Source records
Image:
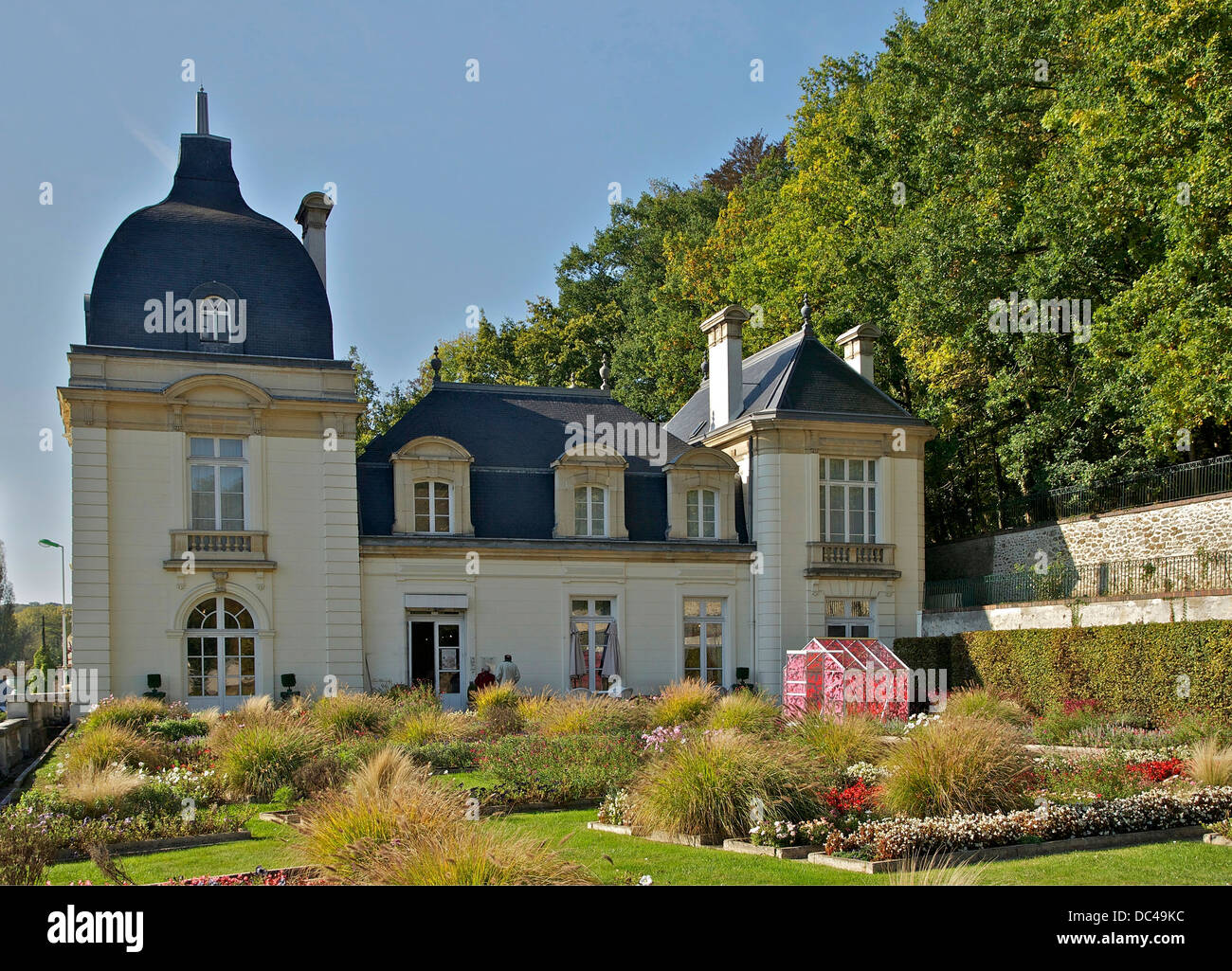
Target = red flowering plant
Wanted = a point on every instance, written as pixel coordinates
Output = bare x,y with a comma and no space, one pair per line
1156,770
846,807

==

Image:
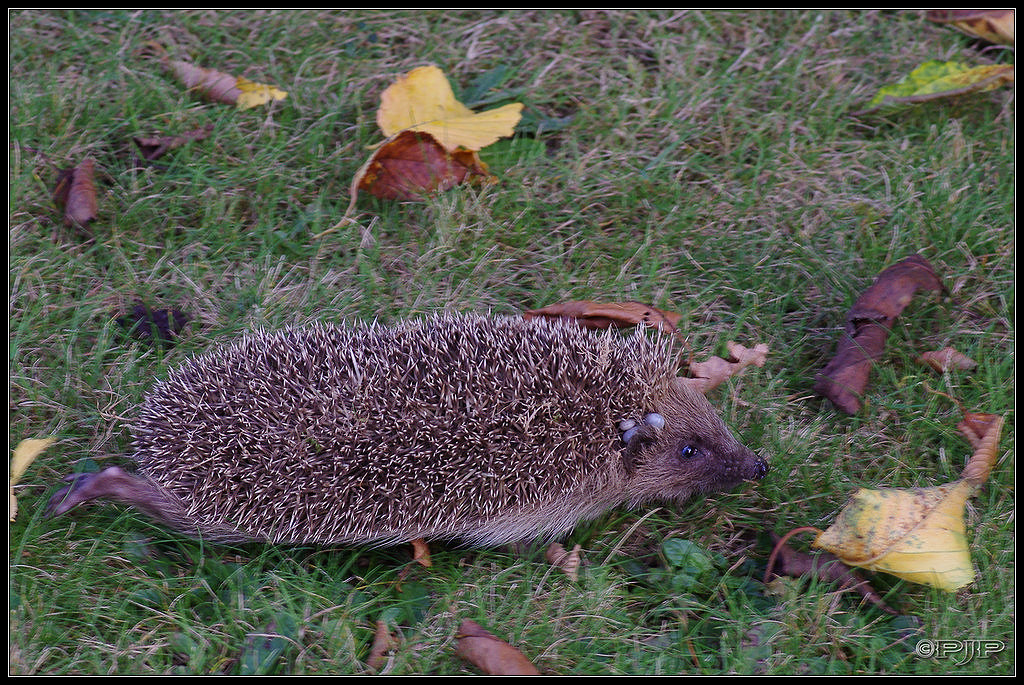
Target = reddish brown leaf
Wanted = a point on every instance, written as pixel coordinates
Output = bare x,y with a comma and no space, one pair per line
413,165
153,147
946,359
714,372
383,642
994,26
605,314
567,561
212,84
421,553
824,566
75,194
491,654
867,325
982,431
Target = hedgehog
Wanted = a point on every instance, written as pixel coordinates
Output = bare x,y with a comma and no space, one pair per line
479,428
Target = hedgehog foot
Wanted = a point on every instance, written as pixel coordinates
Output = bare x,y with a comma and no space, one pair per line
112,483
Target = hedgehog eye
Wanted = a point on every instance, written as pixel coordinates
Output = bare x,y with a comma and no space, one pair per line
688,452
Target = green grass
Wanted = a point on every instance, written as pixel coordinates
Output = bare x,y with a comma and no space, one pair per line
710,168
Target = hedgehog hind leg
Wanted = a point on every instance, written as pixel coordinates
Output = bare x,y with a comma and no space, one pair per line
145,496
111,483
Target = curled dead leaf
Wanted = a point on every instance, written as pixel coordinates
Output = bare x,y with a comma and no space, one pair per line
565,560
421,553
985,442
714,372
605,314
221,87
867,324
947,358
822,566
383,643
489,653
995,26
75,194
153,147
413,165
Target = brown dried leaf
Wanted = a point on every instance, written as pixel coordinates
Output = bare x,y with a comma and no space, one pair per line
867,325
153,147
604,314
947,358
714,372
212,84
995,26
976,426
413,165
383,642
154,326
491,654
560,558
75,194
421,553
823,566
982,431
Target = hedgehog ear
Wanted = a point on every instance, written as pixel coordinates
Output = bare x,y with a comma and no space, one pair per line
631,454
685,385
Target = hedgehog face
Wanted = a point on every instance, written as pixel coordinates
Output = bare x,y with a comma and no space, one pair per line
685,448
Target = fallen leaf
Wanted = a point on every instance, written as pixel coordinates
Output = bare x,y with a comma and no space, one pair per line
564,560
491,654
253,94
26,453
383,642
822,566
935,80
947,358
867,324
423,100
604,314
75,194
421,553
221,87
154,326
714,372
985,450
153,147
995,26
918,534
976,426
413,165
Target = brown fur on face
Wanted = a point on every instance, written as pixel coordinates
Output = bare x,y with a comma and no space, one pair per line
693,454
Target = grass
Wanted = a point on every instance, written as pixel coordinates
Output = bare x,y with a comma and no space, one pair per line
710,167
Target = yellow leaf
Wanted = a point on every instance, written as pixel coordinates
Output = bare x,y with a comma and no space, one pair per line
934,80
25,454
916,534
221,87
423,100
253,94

Work instructions.
Copy out each line of the data where the string "hedgehog" appears.

Solution to this exercise.
Target = hedgehog
Target = hedgehog foot
Target = hedgehog eye
Target = hedgehog hind leg
Target = hedgehog ear
Target = hedgehog face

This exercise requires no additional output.